Way back in 2012, I discovered Netgalley and requested a few books. But somehow, I lost track of my acceptances and eventually forgot all about Netgalley. My ARC of The Half-Life of Facts lay neglected, forgotten, and unread. The years went by, and eventually, I rediscovered Netgalley, only to find that I had a black mark on my record: I’d never read or reviewed The Half-Life of Facts. Although I’ve been slowly repairing my reviewing ratio, I only discovered recently that I could actually go back and right the wrongs of 2012. And so I purchased The Half-Life of Facts, and I’m glad I did.
As can be inferred from the title, The Half-Life of Facts deals with the idea that facts--the concepts generally accepted by scientists of the day--are constantly in flux. Arbesman is essentially introducing scientometrics, that is, the scientific study of scientific studies. Concepts such as mathematical theorems are inherently true and thus unchanging. However, the “facts” of chemistry, physics, and biology are constantly being overturned. For example, there’s a whole collection of “Lazarus taxa,” that is species “known” to be extinct but which have since been rediscovered. As our technology improves, so does our ability to approximate the truth, and so does the rate by which we overturn old “facts.” According to Arbesman, the surviving population of facts undergoes exponential decay with respect to time. This decay can be observed in a variety of ways, such as examining paper citation rates over time or studies of the rate at which medical facts are disproved. I don’t accept all of the theories presented--to my mind, many of them rest upon correlation rather than causality--but his theories are interesting nonetheless.

- Data supplied
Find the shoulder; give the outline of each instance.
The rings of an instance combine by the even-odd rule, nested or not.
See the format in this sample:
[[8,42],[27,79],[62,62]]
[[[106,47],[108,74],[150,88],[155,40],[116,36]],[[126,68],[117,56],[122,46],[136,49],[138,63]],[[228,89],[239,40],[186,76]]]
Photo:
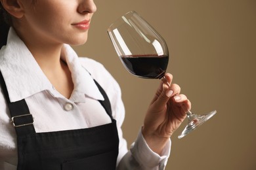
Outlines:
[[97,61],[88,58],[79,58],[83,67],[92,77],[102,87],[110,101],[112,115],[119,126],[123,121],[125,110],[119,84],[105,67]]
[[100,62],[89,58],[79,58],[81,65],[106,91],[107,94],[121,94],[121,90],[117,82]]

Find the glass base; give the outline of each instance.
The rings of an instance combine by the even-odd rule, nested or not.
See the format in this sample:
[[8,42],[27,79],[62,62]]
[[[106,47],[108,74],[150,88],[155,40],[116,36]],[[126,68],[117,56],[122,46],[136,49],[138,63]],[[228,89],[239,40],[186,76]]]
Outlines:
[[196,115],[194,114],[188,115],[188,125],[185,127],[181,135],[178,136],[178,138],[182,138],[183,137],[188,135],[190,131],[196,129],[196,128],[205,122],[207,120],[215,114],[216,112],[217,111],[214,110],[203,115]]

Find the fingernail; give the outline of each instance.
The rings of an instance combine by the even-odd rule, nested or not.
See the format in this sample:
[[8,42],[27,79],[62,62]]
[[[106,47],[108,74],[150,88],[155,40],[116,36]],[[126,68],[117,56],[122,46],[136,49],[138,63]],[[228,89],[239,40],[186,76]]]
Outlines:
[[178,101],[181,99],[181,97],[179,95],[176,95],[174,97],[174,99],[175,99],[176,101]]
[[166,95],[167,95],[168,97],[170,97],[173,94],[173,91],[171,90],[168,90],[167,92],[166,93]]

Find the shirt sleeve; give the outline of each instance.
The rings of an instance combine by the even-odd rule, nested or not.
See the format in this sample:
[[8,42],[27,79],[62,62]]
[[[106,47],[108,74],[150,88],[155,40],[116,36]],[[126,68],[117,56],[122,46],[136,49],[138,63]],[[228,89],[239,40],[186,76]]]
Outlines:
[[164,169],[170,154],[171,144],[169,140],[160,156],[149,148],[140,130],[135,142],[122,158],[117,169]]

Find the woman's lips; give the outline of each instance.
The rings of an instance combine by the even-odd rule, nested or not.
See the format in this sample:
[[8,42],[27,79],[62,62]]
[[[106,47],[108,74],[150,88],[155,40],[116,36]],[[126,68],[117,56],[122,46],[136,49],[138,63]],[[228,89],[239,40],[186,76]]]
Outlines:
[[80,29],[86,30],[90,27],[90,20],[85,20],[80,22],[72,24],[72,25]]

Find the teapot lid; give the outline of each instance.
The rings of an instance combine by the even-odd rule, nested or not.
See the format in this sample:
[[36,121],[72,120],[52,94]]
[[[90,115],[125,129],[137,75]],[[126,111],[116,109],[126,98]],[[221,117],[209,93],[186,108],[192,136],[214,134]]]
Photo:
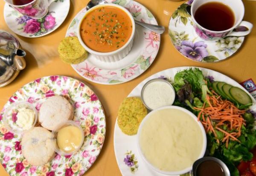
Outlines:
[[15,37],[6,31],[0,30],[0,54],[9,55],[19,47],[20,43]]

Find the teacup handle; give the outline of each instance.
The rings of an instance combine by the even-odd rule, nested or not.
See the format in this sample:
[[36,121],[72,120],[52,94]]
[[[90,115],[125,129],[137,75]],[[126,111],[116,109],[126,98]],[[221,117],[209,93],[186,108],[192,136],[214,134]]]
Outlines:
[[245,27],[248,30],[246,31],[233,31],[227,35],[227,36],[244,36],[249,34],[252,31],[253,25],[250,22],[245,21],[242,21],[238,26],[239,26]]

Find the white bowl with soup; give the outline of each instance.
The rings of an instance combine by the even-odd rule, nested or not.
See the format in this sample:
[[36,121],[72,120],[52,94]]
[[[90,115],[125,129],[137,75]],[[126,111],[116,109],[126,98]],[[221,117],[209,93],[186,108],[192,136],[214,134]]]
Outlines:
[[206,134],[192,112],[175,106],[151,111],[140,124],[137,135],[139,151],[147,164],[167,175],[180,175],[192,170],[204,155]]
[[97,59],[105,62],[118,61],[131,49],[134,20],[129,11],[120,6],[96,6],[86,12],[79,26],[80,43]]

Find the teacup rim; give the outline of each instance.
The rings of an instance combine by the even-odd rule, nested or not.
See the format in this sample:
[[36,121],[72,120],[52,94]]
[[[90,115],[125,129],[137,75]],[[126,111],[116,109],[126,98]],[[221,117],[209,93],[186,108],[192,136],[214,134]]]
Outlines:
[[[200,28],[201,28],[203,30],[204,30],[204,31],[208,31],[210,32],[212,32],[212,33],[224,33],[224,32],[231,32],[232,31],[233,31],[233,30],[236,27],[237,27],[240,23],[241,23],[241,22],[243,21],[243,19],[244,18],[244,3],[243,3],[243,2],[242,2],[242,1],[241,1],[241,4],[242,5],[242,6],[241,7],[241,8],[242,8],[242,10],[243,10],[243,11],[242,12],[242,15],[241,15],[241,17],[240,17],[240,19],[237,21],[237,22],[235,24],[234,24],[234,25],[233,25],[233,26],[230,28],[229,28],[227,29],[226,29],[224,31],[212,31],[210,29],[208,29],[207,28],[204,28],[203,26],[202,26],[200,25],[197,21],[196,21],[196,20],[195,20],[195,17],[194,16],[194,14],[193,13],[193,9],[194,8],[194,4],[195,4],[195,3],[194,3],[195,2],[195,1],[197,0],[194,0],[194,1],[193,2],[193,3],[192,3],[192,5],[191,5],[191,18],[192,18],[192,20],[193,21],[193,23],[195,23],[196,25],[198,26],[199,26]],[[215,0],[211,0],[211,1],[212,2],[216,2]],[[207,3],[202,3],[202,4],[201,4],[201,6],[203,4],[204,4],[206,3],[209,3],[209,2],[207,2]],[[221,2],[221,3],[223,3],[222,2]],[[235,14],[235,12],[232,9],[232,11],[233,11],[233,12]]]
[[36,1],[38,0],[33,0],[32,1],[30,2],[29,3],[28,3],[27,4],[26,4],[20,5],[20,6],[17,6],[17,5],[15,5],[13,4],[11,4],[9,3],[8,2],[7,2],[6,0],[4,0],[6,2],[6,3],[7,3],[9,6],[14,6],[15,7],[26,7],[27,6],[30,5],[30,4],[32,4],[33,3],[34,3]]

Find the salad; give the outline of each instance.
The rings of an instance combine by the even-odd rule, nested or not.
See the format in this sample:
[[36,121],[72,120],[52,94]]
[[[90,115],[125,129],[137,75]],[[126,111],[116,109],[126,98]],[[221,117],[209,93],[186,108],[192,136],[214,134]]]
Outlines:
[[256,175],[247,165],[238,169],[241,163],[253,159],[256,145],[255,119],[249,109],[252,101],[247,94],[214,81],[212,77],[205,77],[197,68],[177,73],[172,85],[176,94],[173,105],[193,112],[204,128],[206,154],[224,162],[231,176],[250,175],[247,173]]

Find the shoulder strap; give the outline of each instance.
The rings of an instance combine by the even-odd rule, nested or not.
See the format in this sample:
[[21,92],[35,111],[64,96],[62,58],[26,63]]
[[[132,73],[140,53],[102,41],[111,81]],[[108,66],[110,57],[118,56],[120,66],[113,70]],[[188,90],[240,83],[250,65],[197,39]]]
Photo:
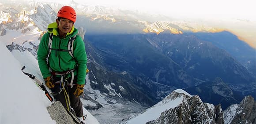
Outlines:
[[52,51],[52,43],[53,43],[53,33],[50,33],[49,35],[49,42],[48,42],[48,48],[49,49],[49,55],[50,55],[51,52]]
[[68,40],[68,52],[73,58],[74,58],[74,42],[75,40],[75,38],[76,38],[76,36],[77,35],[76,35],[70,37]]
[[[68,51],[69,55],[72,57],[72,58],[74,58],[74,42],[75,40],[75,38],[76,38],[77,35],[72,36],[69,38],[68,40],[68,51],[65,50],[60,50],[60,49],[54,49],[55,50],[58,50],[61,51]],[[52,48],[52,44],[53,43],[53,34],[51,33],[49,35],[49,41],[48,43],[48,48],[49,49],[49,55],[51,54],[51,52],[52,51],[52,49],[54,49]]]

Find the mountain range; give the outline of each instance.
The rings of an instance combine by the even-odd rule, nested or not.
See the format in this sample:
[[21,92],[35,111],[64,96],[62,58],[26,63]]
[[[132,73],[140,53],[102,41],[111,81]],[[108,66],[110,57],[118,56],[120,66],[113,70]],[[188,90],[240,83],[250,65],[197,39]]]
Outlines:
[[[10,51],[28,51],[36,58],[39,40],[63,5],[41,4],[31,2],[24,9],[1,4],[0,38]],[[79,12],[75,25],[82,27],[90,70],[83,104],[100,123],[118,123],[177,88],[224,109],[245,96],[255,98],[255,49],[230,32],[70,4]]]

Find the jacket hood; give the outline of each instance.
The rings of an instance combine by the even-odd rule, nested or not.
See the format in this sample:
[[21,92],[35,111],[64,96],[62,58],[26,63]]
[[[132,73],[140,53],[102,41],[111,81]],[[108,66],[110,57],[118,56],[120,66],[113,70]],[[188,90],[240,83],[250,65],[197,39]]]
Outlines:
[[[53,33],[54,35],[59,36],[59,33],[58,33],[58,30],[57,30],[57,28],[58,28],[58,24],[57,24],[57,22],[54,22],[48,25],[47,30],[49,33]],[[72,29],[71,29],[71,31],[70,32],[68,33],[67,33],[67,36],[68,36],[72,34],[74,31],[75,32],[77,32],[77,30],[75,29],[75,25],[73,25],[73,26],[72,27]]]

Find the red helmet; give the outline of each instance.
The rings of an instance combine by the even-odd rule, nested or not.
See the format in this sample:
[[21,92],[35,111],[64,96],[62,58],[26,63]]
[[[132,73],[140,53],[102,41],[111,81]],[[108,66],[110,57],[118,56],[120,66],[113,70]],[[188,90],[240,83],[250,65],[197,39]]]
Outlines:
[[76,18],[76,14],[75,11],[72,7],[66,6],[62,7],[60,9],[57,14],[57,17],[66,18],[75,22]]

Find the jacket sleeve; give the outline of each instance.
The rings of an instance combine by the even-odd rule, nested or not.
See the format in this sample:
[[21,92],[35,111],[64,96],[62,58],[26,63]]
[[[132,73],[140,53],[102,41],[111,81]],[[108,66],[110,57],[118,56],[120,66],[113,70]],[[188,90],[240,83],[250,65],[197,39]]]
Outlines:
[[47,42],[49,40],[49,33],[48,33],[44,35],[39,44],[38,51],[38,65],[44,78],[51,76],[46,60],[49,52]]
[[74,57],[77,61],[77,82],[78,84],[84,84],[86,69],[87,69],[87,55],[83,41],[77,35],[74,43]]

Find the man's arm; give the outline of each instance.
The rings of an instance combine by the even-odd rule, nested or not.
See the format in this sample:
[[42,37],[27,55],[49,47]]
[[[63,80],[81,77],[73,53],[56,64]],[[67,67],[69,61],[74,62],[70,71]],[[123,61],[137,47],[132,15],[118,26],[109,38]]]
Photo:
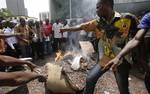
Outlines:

...

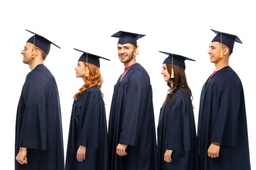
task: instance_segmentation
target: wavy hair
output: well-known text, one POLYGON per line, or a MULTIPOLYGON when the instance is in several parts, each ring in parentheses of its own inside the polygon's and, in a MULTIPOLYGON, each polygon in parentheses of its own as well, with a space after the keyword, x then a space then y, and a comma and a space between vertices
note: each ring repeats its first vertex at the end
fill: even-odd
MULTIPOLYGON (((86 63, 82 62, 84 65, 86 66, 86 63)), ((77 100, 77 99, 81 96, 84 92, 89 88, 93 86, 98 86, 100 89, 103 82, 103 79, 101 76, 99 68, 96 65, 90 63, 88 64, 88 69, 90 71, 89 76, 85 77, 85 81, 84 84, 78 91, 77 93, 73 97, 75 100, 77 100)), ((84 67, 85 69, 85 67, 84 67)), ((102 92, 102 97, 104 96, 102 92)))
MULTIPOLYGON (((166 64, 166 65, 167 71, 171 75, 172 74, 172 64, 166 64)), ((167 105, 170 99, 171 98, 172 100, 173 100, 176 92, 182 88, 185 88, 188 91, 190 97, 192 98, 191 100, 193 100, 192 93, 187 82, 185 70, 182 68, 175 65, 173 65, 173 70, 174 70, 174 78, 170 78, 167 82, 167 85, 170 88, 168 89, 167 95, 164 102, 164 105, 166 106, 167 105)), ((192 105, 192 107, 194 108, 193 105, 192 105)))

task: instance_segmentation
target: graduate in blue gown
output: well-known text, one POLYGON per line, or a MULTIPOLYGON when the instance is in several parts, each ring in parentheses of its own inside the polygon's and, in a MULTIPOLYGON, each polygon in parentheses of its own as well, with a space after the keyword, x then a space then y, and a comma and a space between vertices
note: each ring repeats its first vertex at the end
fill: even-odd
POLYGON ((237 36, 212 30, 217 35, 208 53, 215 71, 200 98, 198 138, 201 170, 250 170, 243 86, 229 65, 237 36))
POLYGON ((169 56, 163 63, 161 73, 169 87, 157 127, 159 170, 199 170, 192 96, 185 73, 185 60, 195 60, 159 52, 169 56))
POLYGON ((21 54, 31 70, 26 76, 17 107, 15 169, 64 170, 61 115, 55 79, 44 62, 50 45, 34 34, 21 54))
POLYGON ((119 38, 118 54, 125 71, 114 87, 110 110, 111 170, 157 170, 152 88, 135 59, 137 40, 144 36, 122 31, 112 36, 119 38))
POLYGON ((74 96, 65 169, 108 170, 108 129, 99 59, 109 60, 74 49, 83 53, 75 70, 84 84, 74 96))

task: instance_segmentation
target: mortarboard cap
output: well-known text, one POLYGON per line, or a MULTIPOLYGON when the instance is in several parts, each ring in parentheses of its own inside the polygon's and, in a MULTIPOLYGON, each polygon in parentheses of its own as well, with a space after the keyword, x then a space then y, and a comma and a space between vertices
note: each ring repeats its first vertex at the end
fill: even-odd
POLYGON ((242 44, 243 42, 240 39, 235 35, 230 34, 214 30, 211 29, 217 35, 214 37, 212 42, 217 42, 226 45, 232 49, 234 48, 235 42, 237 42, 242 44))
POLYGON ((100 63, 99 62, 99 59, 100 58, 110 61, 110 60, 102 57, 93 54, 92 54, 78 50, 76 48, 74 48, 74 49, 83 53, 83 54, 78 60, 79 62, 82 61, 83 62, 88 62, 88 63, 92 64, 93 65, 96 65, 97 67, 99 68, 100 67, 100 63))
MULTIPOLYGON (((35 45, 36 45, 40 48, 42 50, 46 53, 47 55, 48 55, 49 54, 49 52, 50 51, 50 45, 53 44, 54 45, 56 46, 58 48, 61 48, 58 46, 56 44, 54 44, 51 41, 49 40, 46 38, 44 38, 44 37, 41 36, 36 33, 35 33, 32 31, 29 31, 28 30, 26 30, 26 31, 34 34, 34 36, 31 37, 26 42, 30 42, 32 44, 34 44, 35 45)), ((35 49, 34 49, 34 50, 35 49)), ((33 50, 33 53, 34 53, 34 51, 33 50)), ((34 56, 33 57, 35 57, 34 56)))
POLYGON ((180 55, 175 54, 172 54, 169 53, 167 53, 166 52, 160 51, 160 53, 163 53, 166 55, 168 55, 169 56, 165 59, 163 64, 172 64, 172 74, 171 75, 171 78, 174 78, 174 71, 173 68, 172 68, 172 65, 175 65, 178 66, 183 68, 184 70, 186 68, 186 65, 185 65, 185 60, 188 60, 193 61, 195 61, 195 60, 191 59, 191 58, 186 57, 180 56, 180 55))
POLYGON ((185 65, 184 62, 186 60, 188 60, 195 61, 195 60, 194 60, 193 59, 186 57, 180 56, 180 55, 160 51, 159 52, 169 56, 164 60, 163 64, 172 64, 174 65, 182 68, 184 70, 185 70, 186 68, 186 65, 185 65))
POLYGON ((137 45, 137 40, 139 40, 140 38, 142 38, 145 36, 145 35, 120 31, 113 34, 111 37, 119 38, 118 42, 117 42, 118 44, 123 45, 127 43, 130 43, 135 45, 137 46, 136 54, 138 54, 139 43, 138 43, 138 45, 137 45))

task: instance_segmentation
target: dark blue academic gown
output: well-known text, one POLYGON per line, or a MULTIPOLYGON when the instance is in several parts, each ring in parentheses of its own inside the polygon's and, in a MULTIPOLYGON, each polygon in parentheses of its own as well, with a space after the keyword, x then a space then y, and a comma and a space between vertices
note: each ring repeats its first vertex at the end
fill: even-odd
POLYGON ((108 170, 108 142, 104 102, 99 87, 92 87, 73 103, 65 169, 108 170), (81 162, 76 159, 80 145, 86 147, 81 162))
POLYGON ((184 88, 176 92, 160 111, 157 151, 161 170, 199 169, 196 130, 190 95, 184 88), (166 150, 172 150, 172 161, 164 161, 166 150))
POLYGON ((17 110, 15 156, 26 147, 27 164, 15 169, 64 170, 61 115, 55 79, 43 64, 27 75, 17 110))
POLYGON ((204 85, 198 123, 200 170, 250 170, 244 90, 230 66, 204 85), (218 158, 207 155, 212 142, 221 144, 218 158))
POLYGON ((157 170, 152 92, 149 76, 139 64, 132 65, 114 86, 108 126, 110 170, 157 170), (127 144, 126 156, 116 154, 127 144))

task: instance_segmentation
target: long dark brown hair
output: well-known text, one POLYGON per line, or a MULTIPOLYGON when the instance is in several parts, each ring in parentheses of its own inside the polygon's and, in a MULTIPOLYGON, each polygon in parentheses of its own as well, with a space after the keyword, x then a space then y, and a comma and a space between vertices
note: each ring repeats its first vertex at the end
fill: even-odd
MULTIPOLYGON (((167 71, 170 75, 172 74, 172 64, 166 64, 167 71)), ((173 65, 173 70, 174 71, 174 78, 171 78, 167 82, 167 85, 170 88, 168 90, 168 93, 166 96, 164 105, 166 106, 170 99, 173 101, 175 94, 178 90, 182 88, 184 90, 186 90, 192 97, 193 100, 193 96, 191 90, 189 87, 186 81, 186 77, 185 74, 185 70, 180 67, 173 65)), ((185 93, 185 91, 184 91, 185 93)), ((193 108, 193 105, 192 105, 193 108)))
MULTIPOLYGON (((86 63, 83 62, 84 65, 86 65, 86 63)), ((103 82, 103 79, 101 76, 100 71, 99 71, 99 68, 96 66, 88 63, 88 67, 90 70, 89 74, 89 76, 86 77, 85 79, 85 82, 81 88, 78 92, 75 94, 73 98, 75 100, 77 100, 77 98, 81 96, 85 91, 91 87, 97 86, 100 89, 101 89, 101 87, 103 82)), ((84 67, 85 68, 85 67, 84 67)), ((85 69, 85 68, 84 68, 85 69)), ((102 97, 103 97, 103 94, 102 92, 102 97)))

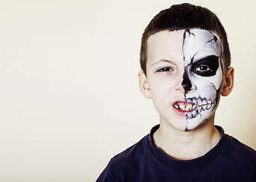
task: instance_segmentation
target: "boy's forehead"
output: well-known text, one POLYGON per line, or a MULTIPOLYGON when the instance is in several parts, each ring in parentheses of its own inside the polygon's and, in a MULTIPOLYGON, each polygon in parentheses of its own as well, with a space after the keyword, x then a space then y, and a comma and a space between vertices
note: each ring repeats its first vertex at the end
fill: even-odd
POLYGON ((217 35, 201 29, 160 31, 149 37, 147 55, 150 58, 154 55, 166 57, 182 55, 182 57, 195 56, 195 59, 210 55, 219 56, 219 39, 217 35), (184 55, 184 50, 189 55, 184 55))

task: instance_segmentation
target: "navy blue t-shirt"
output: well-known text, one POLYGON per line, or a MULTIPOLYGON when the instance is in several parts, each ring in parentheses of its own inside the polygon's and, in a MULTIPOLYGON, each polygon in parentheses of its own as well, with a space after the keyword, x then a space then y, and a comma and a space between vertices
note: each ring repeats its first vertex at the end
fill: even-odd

- Activity 1
Write out the part of the book review that opens with the words containing "Way back in" and closes with "glad I did.".
- Activity 2
In the book review, what does the term "Lazarus taxa" refer to?

- Response area 1
Way back in 2012, I discovered Netgalley and requested a few books. But somehow, I lost track of my acceptances and eventually forgot all about Netgalley. My ARC of The Half-Life of Facts lay neglected, forgotten, and unread. The years went by, and eventually, I rediscovered Netgalley, only to find that I had a black mark on my record: I’d never read or reviewed The Half-Life of Facts. Although I’ve been slowly repairing my reviewing ratio, I only discovered recently that I could actually go back and right the wrongs of 2012. And so I purchased The Half-Life of Facts, and I’m glad I did.

- Response area 2
Species "known" to be extinct that have since been rediscovered.